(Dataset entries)
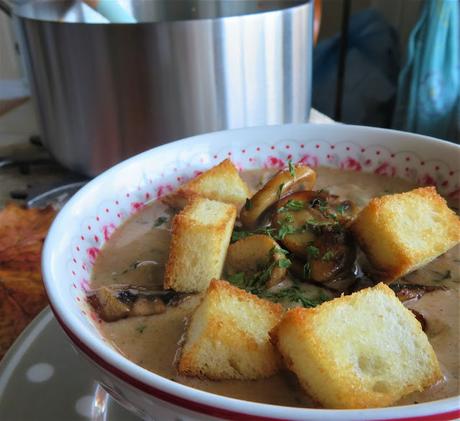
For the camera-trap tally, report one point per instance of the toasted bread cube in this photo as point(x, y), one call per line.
point(222, 183)
point(200, 237)
point(402, 232)
point(228, 336)
point(358, 351)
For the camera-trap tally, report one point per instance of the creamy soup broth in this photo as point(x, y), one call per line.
point(152, 341)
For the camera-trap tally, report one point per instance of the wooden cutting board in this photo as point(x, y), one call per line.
point(22, 295)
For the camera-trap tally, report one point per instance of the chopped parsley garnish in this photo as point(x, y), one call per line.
point(291, 168)
point(160, 221)
point(285, 229)
point(292, 205)
point(342, 208)
point(321, 204)
point(256, 285)
point(239, 234)
point(442, 276)
point(140, 328)
point(313, 252)
point(294, 294)
point(284, 263)
point(328, 256)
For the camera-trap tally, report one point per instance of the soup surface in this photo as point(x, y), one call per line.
point(152, 341)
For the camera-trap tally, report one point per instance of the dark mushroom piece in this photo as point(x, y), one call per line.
point(120, 301)
point(296, 178)
point(332, 256)
point(331, 263)
point(250, 254)
point(302, 216)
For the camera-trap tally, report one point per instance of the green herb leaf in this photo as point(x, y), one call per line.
point(342, 208)
point(291, 168)
point(292, 205)
point(328, 256)
point(313, 252)
point(294, 294)
point(278, 249)
point(140, 328)
point(280, 190)
point(285, 229)
point(284, 263)
point(442, 276)
point(248, 204)
point(160, 221)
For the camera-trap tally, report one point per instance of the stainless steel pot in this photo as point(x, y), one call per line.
point(107, 91)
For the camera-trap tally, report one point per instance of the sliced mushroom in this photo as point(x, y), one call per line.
point(108, 306)
point(300, 177)
point(303, 216)
point(146, 307)
point(117, 302)
point(290, 216)
point(253, 254)
point(333, 256)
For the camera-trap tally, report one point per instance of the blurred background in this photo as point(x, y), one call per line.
point(386, 63)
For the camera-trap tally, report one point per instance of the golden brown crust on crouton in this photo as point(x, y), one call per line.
point(358, 351)
point(402, 232)
point(222, 183)
point(200, 238)
point(227, 336)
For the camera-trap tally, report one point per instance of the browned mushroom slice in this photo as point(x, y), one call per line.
point(108, 306)
point(299, 177)
point(303, 216)
point(301, 270)
point(251, 254)
point(290, 219)
point(146, 307)
point(331, 256)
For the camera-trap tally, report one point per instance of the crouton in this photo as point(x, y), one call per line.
point(228, 336)
point(402, 232)
point(222, 183)
point(200, 238)
point(358, 351)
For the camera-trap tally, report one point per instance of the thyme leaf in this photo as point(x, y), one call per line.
point(280, 190)
point(328, 256)
point(292, 205)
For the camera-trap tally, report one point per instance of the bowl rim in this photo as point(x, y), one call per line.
point(186, 396)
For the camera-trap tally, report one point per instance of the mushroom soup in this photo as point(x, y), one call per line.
point(131, 266)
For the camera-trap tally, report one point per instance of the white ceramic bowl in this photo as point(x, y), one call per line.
point(89, 218)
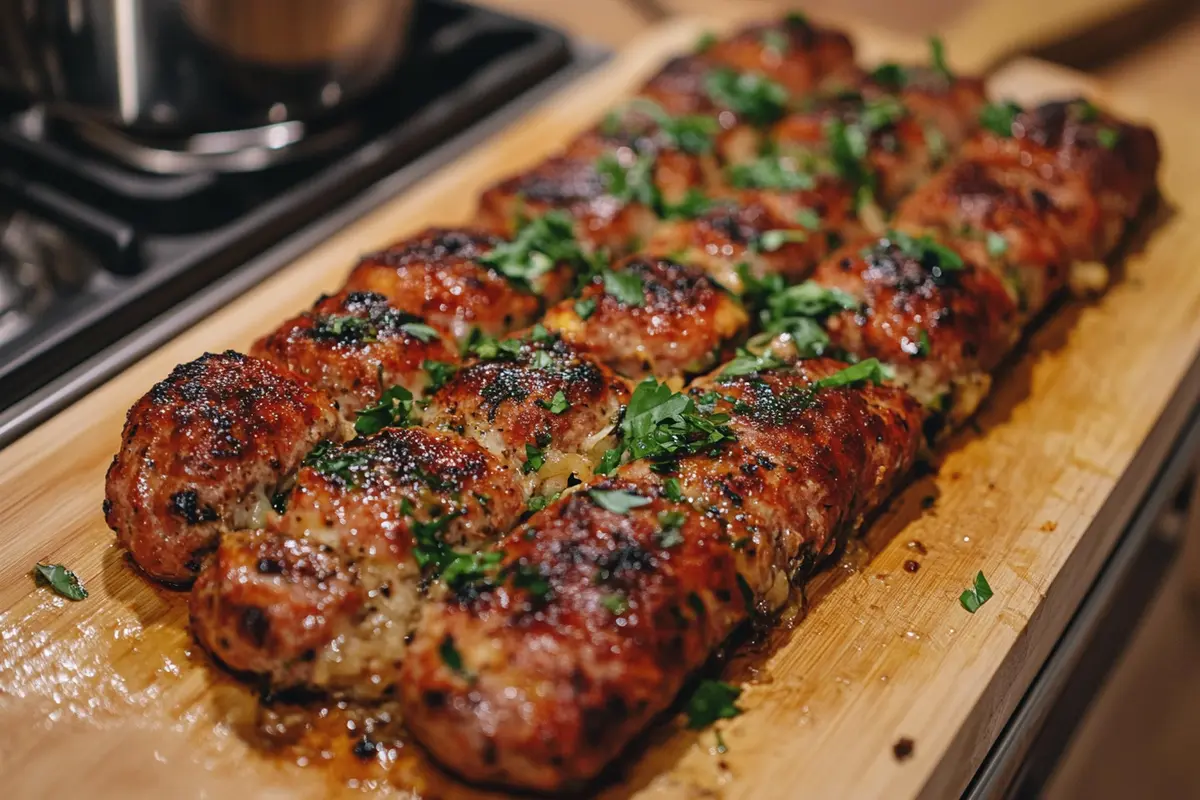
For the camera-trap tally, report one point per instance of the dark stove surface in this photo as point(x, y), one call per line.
point(91, 250)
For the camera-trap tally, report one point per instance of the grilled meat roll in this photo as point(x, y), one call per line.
point(609, 599)
point(539, 404)
point(354, 347)
point(442, 276)
point(940, 322)
point(204, 451)
point(652, 316)
point(1090, 172)
point(328, 596)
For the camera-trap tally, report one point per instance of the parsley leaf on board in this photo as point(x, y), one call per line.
point(61, 579)
point(712, 701)
point(977, 595)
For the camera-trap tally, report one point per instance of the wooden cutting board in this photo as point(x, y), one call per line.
point(111, 697)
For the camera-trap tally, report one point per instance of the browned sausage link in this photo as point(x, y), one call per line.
point(438, 275)
point(762, 233)
point(1093, 172)
point(355, 346)
point(611, 597)
point(539, 404)
point(652, 317)
point(327, 597)
point(940, 322)
point(203, 451)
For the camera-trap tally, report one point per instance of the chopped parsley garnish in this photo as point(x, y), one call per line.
point(585, 308)
point(931, 254)
point(748, 364)
point(453, 659)
point(775, 41)
point(625, 287)
point(342, 463)
point(61, 579)
point(795, 310)
point(771, 172)
point(394, 410)
point(489, 348)
point(753, 96)
point(712, 701)
point(999, 118)
point(891, 76)
point(618, 500)
point(616, 603)
point(539, 245)
point(661, 425)
point(557, 404)
point(670, 522)
point(977, 595)
point(937, 58)
point(535, 458)
point(439, 373)
point(420, 331)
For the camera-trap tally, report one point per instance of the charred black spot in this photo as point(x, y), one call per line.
point(255, 625)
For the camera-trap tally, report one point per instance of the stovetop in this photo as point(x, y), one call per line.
point(91, 248)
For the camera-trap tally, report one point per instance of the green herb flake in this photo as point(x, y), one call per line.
point(891, 76)
point(977, 595)
point(535, 458)
point(999, 118)
point(712, 701)
point(617, 500)
point(772, 240)
point(670, 524)
point(996, 245)
point(557, 404)
point(937, 58)
point(420, 331)
point(616, 603)
point(439, 372)
point(750, 95)
point(61, 579)
point(771, 172)
point(394, 410)
point(625, 287)
point(748, 364)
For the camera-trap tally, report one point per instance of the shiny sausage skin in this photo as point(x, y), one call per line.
point(327, 597)
point(597, 619)
point(354, 347)
point(437, 275)
point(682, 323)
point(203, 451)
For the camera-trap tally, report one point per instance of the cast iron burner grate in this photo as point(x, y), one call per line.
point(93, 248)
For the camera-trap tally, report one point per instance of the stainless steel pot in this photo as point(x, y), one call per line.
point(191, 66)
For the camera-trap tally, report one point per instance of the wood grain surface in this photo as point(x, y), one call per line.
point(109, 696)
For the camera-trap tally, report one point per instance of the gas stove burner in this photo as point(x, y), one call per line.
point(225, 151)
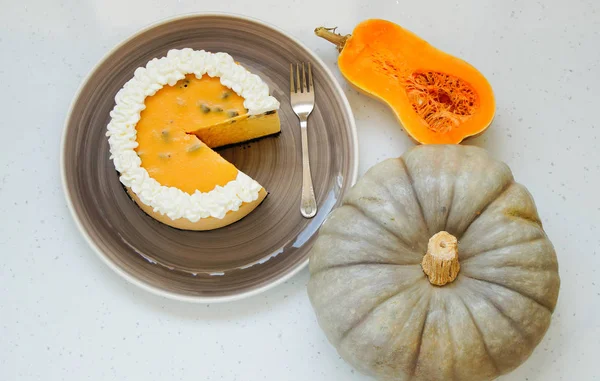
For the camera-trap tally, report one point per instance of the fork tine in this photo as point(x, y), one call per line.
point(298, 86)
point(310, 84)
point(292, 89)
point(304, 84)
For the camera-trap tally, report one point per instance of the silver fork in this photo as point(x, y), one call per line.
point(302, 97)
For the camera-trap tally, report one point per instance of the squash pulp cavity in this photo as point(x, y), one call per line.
point(437, 97)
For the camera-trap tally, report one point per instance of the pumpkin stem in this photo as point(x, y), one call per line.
point(330, 35)
point(440, 263)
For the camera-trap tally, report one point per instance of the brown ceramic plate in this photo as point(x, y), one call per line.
point(269, 245)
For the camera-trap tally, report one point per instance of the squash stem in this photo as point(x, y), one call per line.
point(440, 263)
point(329, 34)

• TASK GOAL: Pull out the text of every record above, line for line and unchanged, and leave out the pictures.

• THE RESULT:
For the camera-trap tally, report one point per instance of the toasted bread cube in this photo as point(x, y), one call per line.
point(222, 183)
point(200, 237)
point(402, 232)
point(228, 336)
point(358, 351)
For the camera-trap tally, report one point per instance of the creamy soup broth in this photo as point(x, y), one call per line.
point(152, 341)
For the camera-trap tally, report one point per instance of the wooden cutting board in this photo as point(x, y), one call per line.
point(22, 295)
For the camera-trap tally, report one point per instance of the chopped parsley garnish in this photo as point(x, y), one call per line.
point(291, 168)
point(160, 221)
point(285, 229)
point(292, 205)
point(342, 208)
point(321, 204)
point(256, 285)
point(239, 234)
point(442, 276)
point(140, 328)
point(313, 252)
point(294, 294)
point(284, 263)
point(328, 256)
For the camera-trap tally, report one point per instance of the soup surface in this photo as point(x, y), one call per line.
point(152, 341)
For the camera-trap tally, report one point per instance of the dark mushroom piece in this photo as point(x, y), one call per line.
point(120, 301)
point(296, 178)
point(332, 256)
point(331, 263)
point(250, 254)
point(302, 216)
For the camera-trap tally, report one point per instance of the green herb leaf in this photo as point(x, y), one call per line.
point(342, 208)
point(291, 168)
point(292, 205)
point(328, 256)
point(313, 252)
point(294, 294)
point(278, 249)
point(140, 328)
point(280, 190)
point(285, 229)
point(284, 263)
point(442, 276)
point(248, 204)
point(160, 221)
For the camera-trap tally, report one point per instance of the stainless steel pot in this photo as point(x, y), one call per line.
point(107, 91)
For the camera-trap tally, report one point per instance of the sliced mushroom in this photo as point(x, y), one call per line.
point(108, 306)
point(300, 177)
point(303, 216)
point(146, 307)
point(117, 302)
point(290, 216)
point(253, 254)
point(333, 256)
For the camera-trap tally, report one point per instance of the blurred background in this photo as point(x, y), one call per line.
point(386, 63)
For the camera-trap tally, report one point per instance of the golden brown crust on crouton in this photo as point(x, y), one call per line.
point(358, 351)
point(402, 232)
point(222, 183)
point(200, 238)
point(227, 336)
For the camera-trap tally, report one point per instance of the browned mushroom slice in this photo as point(x, y), one call per line.
point(108, 306)
point(299, 177)
point(303, 216)
point(301, 270)
point(251, 254)
point(290, 219)
point(146, 307)
point(331, 256)
For the camera-trap tally, report one point per instance of the crouton in this photo as point(x, y), one call per line.
point(228, 336)
point(402, 232)
point(222, 183)
point(200, 238)
point(358, 351)
For the camera-trap tally, report one point per instance of the thyme leaf in this photo as point(x, y), one call per line.
point(280, 190)
point(328, 256)
point(292, 205)
For the camera-trap tally, report one point per instance of the bowl rim in this photo as point(x, y), one call per line.
point(186, 396)
For the camera-trap tally, report one point per instance of the mushroom soup in this photo as point(x, y), one call per line.
point(131, 266)
For the camera-trap tally, report one point per instance of the white ceramic bowl in this photo as point(x, y), one call per line.
point(89, 218)
For the camera-trap tally, report one point per instance of the dark stove surface in this photo as point(x, y), one call per line.
point(91, 250)
For the camera-trap tally, report one point per instance of the grilled meat roll in this photo as point(x, y), one call per line.
point(609, 599)
point(539, 404)
point(354, 347)
point(442, 276)
point(940, 322)
point(204, 451)
point(652, 316)
point(1090, 172)
point(328, 596)
For the camera-trap tally, report one point per instance of the parsley leaf on board in this photo as point(x, y), one call per line.
point(61, 579)
point(712, 701)
point(977, 595)
For the camera-trap tally, report one point per instance of the wooden cutting board in this photo as point(x, y), one call per line.
point(111, 697)
For the camera-trap tally, report one point per instance of the browned sausage link in this photo as point(x, y), one call per line.
point(438, 275)
point(762, 233)
point(1093, 172)
point(355, 346)
point(611, 597)
point(539, 404)
point(652, 317)
point(327, 597)
point(940, 322)
point(203, 451)
For the camera-trap tally, report one point per instance of the chopped parsley garnish in this photo as point(x, y), one call per line.
point(585, 308)
point(931, 254)
point(748, 364)
point(453, 659)
point(775, 41)
point(625, 287)
point(342, 463)
point(61, 579)
point(795, 310)
point(771, 172)
point(394, 410)
point(489, 348)
point(753, 96)
point(712, 701)
point(999, 118)
point(891, 76)
point(618, 500)
point(616, 603)
point(539, 245)
point(661, 425)
point(557, 404)
point(670, 522)
point(977, 595)
point(937, 58)
point(535, 458)
point(439, 373)
point(420, 331)
For the camera-trap tally, report one point per instance of the charred black spot in this photo as point(x, y), one call per line.
point(255, 625)
For the camera-trap tally, report one point per instance of the stovetop in this photo as point(x, y), one call per line.
point(91, 248)
For the camera-trap tally, report one point per instance of the green herb flake in this photo as point(x, y), one call per line.
point(891, 76)
point(977, 595)
point(535, 458)
point(999, 118)
point(712, 701)
point(617, 500)
point(772, 240)
point(670, 524)
point(996, 245)
point(557, 404)
point(937, 58)
point(420, 331)
point(616, 603)
point(439, 372)
point(750, 95)
point(61, 579)
point(771, 172)
point(394, 410)
point(625, 287)
point(748, 364)
For the camera-trap tally, report one point per instance of the shiny sausage skin in this photo as point(x, y), one call per line.
point(327, 597)
point(597, 619)
point(354, 347)
point(437, 275)
point(682, 323)
point(203, 451)
For the camera-trap tally, report one point per instance of the cast iron burner grate in this photo as point(x, y), one call per line.
point(93, 248)
For the camera-trap tally, report one point per instance of the stainless steel pot in this photo as point(x, y), one call per line.
point(191, 66)
For the camera-trap tally, report one point per instance of the wood grain surface in this photo as point(x, y), one call per line.
point(109, 696)
For the camera-trap tally, report one point per instance of the gas stove burner in this photo as point(x, y), one call per line.
point(225, 151)
For the camera-trap tally, report one point per instance of the fork tine in this photo as point(x, y), one call per line.
point(298, 86)
point(310, 84)
point(292, 89)
point(304, 84)
For the camera-trap tally, report one point per instance of the silver fork in this photo as point(x, y), one call per line.
point(302, 97)
For the camera-trap tally, report one point per instance of the squash pulp cavity in this photo as point(x, y), one call per line.
point(437, 97)
For the camera-trap tally, report one point per instance of the pumpkin stem in this photo as point(x, y), one call per line.
point(330, 35)
point(440, 263)
For the camera-trap tally, report one point per instance of the brown ceramic plate in this photo as point(x, y), one call per line.
point(269, 245)
For the camera-trap tally, report one point per instance of the squash stem in this photo as point(x, y), one call per line.
point(440, 263)
point(329, 34)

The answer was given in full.